--- start of Information given ---

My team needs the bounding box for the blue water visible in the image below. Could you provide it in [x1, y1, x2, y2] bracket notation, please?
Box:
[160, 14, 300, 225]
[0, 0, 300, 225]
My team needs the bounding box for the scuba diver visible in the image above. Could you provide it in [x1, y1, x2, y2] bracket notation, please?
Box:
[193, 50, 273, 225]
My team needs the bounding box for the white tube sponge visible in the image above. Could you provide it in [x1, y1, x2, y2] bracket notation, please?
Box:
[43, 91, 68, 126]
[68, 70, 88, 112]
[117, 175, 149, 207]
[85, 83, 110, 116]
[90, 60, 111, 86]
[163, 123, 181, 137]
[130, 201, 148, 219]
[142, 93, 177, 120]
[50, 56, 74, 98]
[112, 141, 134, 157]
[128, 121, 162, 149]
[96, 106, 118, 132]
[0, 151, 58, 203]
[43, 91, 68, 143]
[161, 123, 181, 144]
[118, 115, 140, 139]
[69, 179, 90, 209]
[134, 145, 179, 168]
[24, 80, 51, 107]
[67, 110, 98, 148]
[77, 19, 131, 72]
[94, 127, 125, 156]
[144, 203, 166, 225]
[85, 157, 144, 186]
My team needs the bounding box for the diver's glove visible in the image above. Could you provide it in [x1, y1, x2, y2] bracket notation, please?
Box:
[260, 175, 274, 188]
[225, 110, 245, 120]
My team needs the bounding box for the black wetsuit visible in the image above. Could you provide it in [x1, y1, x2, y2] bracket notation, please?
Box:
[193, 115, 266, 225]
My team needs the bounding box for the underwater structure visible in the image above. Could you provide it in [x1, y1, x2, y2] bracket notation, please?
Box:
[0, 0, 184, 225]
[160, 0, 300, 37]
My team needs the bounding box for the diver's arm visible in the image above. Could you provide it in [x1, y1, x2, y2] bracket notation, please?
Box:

--- end of Information given ---

# [Task prompt]
Copy out the entries above word for word, starting at the line that contains "My team needs the bounding box for the diver's glove" and ending at the last line of the entries.

# [Answer]
My team needs the bounding box for the diver's glove visible in the image above. Could you provide it in [x1, y1, x2, y2] bracket notation, please?
Box:
[260, 175, 274, 188]
[225, 110, 245, 120]
My team needs the bounding box for the black wetsuit visible in the image above. Could you provide it in [x1, y1, x2, y2] bracket notation, please?
Box:
[193, 115, 266, 225]
My team needs the bounding box for the underwater structure visible in the image above. Could you provide it in [x1, y1, x2, y2] bracket notation, please?
Box:
[0, 0, 184, 225]
[160, 0, 300, 37]
My team needs the bounding box for the diver's arm visible in the image above. Could you provide it in [x1, y1, x2, y2] bracket notation, please?
Box:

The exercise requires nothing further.